Supervised Learning: Classification VS Regression
In supervised learning, the data has a supervisor (label) to help learn the mapping function. An input variable (x) and an output variable (y) are paired together and put into the ‘black box’ to produce Y=f(X).
The goal is to approximate the mapping function so that you can predict the output variable even with new input data (x). (Conversely, data fed in unsupervised learning does not have labels)
Supervised learning can be divided into two categories of:
- Classification
- Regression
All supervised algorithms belong to at least one kind, and I felt before delving into specific algorithms, I needed to get a clear distinction between these.
Just to note, this whole problem of learning a mapping function from inputs (x) to outputs (y) is called predictive modeling.
One liner:
- Classification predicts a label
Q: Is the input a picture of a dog?

» **Recorded information**
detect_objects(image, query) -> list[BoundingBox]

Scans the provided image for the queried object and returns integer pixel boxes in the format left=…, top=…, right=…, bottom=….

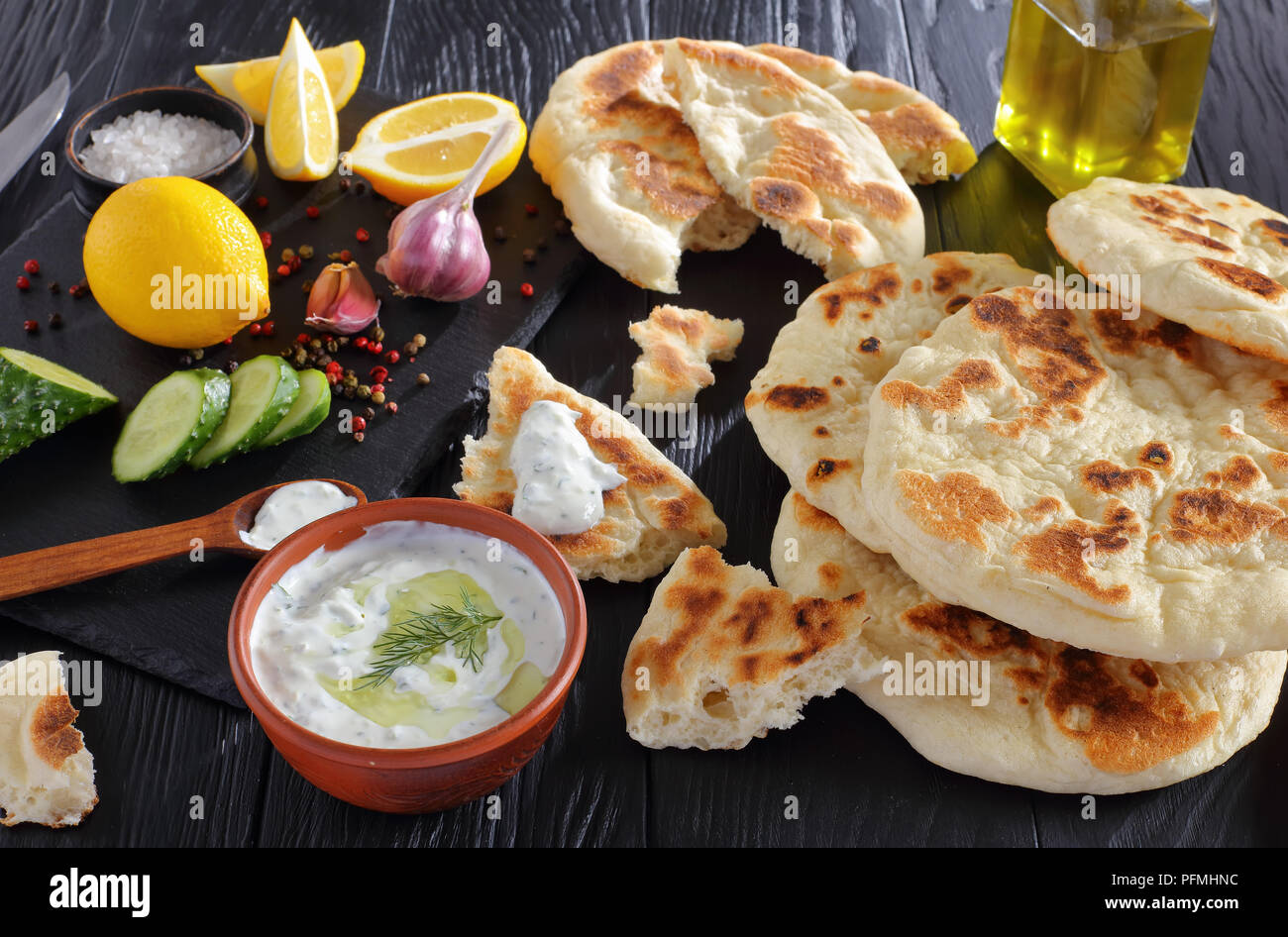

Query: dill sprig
left=358, top=585, right=503, bottom=690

» **Exercise instructions**
- A) Reproduce the stretch of the supervised learning passage from "The goal is" through "not have labels)".
- B) In the supervised learning passage, what name is given to the problem of learning a mapping function from inputs to outputs?
- C) Resume the supervised learning passage after its final sentence and carry it forward.
The listing is separate material and does not belong to the supervised learning passage.

» **Per-task outputs**
- A)
The goal is to approximate the mapping function so that you can predict the output variable even with new input data (x). (Conversely, data fed in unsupervised learning does not have labels)

- B) Predictive modeling.

- C)
A: Yup. - Regression predicts a quantity
Q: How much will a cup of coffee cost in 10 years?
A: 11$
More Precisely…
— Classification Problem:
Examples are classified into one of 2 or more classes
Can have real-valued or discrete input variables
Binary Classification (2 class), Multiclass classification (more than 2)
— Regression Problem: outputs a specific quantity
Real or discrete input variables
Current ML issues including object detection problems can be thought of as classification problems because the algorithm is actually trying to classify objects into different categories (dogs, cats, human… etc)